Short task
Return verbatim the lines of the records below, starting at the line that contains "My colleague insists the plastic" and ending at the final line of the records, both included.

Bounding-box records
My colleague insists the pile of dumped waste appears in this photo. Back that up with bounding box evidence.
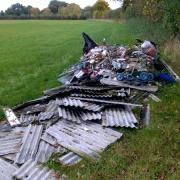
[0,33,179,180]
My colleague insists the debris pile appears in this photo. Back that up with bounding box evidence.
[0,33,179,180]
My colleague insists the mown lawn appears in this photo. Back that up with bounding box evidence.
[0,21,180,179]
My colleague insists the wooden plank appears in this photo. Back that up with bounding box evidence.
[100,78,158,92]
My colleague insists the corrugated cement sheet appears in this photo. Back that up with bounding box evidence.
[13,160,58,180]
[0,158,17,180]
[36,140,57,163]
[46,121,122,158]
[0,134,22,156]
[58,107,101,124]
[15,125,43,164]
[59,152,82,166]
[56,98,103,112]
[3,108,20,126]
[102,108,137,128]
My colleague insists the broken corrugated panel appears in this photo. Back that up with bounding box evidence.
[0,123,12,132]
[71,97,143,107]
[41,132,58,147]
[13,160,58,180]
[45,100,58,112]
[3,108,20,126]
[56,98,103,111]
[21,104,46,115]
[0,134,22,156]
[19,114,37,126]
[71,94,113,98]
[37,112,54,121]
[0,158,17,180]
[58,107,81,123]
[149,94,161,102]
[59,152,82,166]
[15,125,43,164]
[36,140,56,163]
[67,85,110,91]
[2,153,16,162]
[57,98,84,108]
[58,107,101,123]
[102,108,137,128]
[80,111,101,121]
[46,121,122,158]
[43,86,70,96]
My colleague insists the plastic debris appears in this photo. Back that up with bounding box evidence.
[0,33,179,179]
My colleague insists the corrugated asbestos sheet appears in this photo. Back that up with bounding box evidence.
[56,98,103,112]
[3,108,20,126]
[58,107,101,123]
[37,112,54,121]
[67,85,110,91]
[46,121,122,158]
[46,100,58,112]
[36,140,56,163]
[20,114,37,126]
[102,108,137,128]
[13,160,58,180]
[15,125,43,164]
[71,93,113,98]
[0,158,17,180]
[0,134,22,156]
[41,132,58,147]
[59,152,82,166]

Written reply
My colleague insists the plastic debris appears in this photo. Back that up with bounding box evidence.
[0,33,179,179]
My colleague insists the corrugated asbestos sheet appears in this photo. Back that up with bounding box evidence.
[56,98,103,112]
[3,108,20,126]
[58,107,101,123]
[37,112,54,121]
[67,85,110,91]
[46,121,122,158]
[46,100,58,112]
[36,140,56,163]
[20,114,37,126]
[102,108,137,128]
[13,160,58,180]
[15,125,43,164]
[71,93,113,98]
[0,158,17,180]
[0,134,22,156]
[41,132,58,147]
[59,152,82,166]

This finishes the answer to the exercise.